-- start --

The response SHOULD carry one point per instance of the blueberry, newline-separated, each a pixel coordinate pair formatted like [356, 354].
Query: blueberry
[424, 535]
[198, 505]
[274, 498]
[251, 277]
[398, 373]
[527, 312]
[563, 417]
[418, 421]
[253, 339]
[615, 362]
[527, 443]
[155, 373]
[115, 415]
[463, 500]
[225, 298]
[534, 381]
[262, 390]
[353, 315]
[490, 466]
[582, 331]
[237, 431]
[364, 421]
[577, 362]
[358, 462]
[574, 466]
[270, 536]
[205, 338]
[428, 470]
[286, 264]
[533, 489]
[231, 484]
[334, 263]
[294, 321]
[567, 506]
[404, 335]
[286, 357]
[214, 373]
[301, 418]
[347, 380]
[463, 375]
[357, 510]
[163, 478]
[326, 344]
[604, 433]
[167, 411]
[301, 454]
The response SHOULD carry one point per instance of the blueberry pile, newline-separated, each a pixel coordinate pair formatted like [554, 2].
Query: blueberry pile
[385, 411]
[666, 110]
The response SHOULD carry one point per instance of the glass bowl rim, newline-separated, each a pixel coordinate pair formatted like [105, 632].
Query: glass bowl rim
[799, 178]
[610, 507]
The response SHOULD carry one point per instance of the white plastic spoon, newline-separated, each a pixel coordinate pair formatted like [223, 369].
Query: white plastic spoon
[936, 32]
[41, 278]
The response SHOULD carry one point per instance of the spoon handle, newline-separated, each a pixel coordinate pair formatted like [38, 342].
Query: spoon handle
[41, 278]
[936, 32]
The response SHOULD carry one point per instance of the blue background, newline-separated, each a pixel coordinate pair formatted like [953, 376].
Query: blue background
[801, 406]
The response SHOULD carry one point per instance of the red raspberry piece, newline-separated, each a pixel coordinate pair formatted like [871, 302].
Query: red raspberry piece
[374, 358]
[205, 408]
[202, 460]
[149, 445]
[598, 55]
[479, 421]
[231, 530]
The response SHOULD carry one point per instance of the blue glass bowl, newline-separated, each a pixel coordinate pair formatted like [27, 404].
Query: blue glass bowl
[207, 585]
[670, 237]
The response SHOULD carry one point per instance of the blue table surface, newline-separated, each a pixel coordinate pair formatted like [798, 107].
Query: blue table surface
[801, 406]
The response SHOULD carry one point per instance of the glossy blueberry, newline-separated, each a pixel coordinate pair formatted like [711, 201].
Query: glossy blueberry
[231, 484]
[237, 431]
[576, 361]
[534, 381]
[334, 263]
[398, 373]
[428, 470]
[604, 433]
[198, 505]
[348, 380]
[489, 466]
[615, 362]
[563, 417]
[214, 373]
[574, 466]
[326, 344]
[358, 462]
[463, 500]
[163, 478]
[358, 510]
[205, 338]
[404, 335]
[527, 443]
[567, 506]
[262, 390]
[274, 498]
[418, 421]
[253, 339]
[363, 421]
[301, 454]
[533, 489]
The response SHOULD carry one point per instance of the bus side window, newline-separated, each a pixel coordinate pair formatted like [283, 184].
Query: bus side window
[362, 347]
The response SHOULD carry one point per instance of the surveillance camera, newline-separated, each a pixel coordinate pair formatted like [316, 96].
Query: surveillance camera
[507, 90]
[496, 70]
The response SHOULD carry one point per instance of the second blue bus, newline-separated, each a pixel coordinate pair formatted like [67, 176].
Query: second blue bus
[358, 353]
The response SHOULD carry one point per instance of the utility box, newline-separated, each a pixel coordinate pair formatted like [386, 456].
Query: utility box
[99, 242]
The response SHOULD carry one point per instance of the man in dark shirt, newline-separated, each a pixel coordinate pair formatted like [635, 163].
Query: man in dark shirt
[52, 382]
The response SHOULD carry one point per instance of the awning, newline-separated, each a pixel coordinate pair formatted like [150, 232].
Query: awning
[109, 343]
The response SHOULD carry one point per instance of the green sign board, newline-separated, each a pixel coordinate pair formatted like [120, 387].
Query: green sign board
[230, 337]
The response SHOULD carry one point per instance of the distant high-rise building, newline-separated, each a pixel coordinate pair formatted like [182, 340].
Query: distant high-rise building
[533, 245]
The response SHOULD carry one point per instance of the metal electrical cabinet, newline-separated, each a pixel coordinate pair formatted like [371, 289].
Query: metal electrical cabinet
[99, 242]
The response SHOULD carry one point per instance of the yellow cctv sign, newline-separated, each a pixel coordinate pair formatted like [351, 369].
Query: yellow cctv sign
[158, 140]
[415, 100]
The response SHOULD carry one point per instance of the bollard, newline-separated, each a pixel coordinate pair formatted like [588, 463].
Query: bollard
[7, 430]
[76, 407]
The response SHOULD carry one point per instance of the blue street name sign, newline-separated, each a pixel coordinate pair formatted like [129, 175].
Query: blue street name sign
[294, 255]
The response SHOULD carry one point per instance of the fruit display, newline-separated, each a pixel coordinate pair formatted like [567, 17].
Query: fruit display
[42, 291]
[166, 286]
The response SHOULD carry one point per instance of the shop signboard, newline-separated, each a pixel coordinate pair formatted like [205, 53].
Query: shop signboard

-- end --

* Exercise objective
Word for word, restate all of the data shown above.

* The completed task
The response SHOULD carry one point per instance of the blueberry, newline-separated, each a pixel coordinate pair formatted like [356, 354].
Query: blueberry
[424, 535]
[198, 505]
[274, 498]
[251, 277]
[398, 373]
[527, 312]
[563, 417]
[418, 421]
[253, 339]
[615, 362]
[527, 443]
[155, 373]
[115, 415]
[463, 500]
[225, 298]
[534, 381]
[262, 390]
[353, 315]
[490, 466]
[582, 331]
[237, 431]
[364, 421]
[577, 362]
[358, 462]
[574, 466]
[270, 536]
[205, 338]
[428, 470]
[286, 264]
[533, 489]
[231, 484]
[334, 263]
[294, 321]
[567, 506]
[404, 335]
[286, 357]
[214, 373]
[301, 418]
[347, 380]
[463, 375]
[357, 510]
[163, 478]
[326, 344]
[604, 433]
[167, 411]
[301, 454]
The response SHOULD carry one point per instance of the blueberry pile, newline-separated, each a pixel coordinate pair formatted like [554, 2].
Query: blueberry pile
[385, 411]
[666, 110]
The response SHOULD carry one point per instance of the glass bowl rim, newline-separated, each a pixel coordinate pair formatted like [105, 632].
Query: glass bowl rim
[799, 178]
[610, 507]
The response SHOULD carry one point per instance of the white plastic spoon, newline-separated, each a pixel coordinate pair formatted like [223, 369].
Query: white plastic spoon
[936, 32]
[41, 278]
The response SHOULD carry one point per instance of the spoon handle, newline-separated, each a pixel coordinate pair formatted like [38, 342].
Query: spoon handle
[41, 278]
[936, 32]
The response SHOULD carry one point per instance of the blue background, newline-separated, each a pixel coordinate pair formatted like [953, 376].
Query: blue background
[801, 406]
The response SHOULD carry one point per instance of the red raspberry piece, newline-separated, each a pixel coordinate pair formatted like [871, 302].
Query: red raspberry piece
[374, 358]
[205, 408]
[202, 460]
[149, 445]
[598, 55]
[479, 421]
[231, 530]
The response SHOULD carry one point per instance of the blue glass bowl, newline-separated, each a pixel coordinate pair formatted like [27, 404].
Query: blue glass bowl
[207, 585]
[670, 237]
The response SHOULD carry one point per instance of the blue table surface, newline-separated, each a pixel coordinate pair formatted like [798, 107].
Query: blue table surface
[801, 406]
The response SHOULD carry one point per instance of the glossy blueberry, newline-separated, each a pixel coordinate pair formatted like [711, 201].
Query: glossy blueberry
[231, 484]
[237, 431]
[576, 361]
[534, 381]
[334, 263]
[398, 373]
[428, 470]
[604, 433]
[198, 505]
[348, 380]
[489, 466]
[615, 362]
[563, 417]
[214, 373]
[574, 466]
[326, 344]
[358, 462]
[463, 500]
[163, 478]
[358, 510]
[205, 338]
[404, 335]
[527, 443]
[567, 506]
[262, 390]
[274, 498]
[418, 421]
[253, 339]
[363, 421]
[301, 454]
[533, 489]
The response SHOULD carry one point per instance of the bus side window, newline-separated, each a pixel coordinate pair formatted like [283, 184].
Query: bus side window
[362, 347]
The response SHOULD carry one point per instance of the surveillance camera, newline-separated, each a pixel coordinate pair formatted like [316, 96].
Query: surveillance camera
[507, 90]
[496, 70]
The response SHOULD carry one point per instance of the second blue bus, newline-separated, each a pixel coordinate pair formatted like [67, 176].
Query: second blue bus
[358, 353]
The response SHOULD carry one point per instance of the utility box, newline-separated, each a pixel coordinate pair formatted like [386, 456].
Query: utility box
[99, 242]
The response SHOULD carry one point per instance of the man in dark shirt, newline-separated, each a pixel coordinate pair formatted like [635, 163].
Query: man in dark shirt
[52, 382]
The response SHOULD carry one point per instance of the awning, newline-separated, each a pixel coordinate pair formatted like [150, 232].
Query: awning
[109, 343]
The response SHOULD carry one point per instance of the green sign board, newline-separated, each a pixel coordinate pair formatted like [120, 387].
Query: green sign board
[230, 337]
The response SHOULD carry one point per instance of the distant high-rise building, newline-separated, each a pixel coordinate pair formatted like [182, 340].
Query: distant high-rise building
[533, 245]
The response SHOULD carry one point per instance of the metal electrical cabinet, newline-separated, each a pixel coordinate pair formatted like [371, 289].
Query: metal electrical cabinet
[99, 242]
The response SHOULD carry one point per instance of the yellow cctv sign, newline-separated, each a pixel coordinate pair formatted like [351, 369].
Query: yellow cctv sign
[158, 140]
[415, 100]
The response SHOULD carry one point per instance of the bollard, newline-separated, each a pixel coordinate pair formatted like [588, 463].
Query: bollard
[7, 430]
[76, 407]
The response SHOULD carry one point per instance of the blue street name sign, newline-separated, each a pixel coordinate pair formatted like [129, 175].
Query: blue street name sign
[294, 255]
The response SHOULD carry one point per instance of the fruit display, newline-separated, each a pixel coordinate pair formatted like [567, 17].
Query: fruit display
[42, 291]
[166, 286]
The response SHOULD carry one point per instance of the shop signboard, newline-separated, each a pixel coordinate pair formatted like [205, 53].
Query: shop signboard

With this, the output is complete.